> [Exercise description]:
Below is some data; print it all back exactly.

Saved entries
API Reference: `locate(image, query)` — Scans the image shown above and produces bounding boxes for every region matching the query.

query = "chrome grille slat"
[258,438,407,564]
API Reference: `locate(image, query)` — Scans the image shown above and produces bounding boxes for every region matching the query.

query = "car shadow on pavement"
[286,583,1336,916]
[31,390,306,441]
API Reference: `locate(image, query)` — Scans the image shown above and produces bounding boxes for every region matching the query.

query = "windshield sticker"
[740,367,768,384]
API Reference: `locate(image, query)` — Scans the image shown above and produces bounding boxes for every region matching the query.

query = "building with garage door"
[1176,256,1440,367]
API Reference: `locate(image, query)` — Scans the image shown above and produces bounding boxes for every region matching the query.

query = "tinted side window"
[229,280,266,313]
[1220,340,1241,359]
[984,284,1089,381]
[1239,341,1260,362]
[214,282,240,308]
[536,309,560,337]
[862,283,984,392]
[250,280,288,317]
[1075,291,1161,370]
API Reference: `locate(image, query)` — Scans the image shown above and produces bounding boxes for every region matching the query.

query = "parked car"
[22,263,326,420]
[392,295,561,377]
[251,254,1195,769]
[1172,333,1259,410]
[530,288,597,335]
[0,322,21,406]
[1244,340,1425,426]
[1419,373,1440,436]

> [Result below]:
API Reference: `locate(image, query)` — Scans the image shown above and produces bounding boxes for every region matching the query.

query = "chrome grille slat"
[258,438,407,564]
API Reference: `locate(image, query)` — Scans the image shown above and produces bounding boxes for every region matching the query.

query = "car shadow on pavement"
[286,583,1336,916]
[31,390,306,441]
API Reference: `locate(image, query)` — Scans the image shown above and produces bounding boxes for every region matching the query.

query = "windshield sticker"
[740,367,768,384]
API Reference: `locate(image, query)` — Scans the image shown above and produces bounding boxes for every region matching the query.

query = "building with garage door"
[1176,256,1440,367]
API Reference: `locate(image, query)` — Scans the image shown above and produces bounding boxes for every region matching the query.

query = "tinted side window"
[229,280,266,313]
[1220,340,1241,359]
[984,284,1089,381]
[1239,341,1260,362]
[214,282,240,308]
[536,309,560,337]
[862,283,984,392]
[250,280,288,317]
[1075,291,1161,370]
API Reference: `locate(image, query)` — Scans the image shown above and produces bounding boxes for every region matching the query.

query = "parked car"
[22,263,326,420]
[392,295,561,377]
[251,254,1195,769]
[1172,333,1259,410]
[530,288,597,335]
[0,322,21,406]
[1244,340,1425,426]
[1419,373,1440,436]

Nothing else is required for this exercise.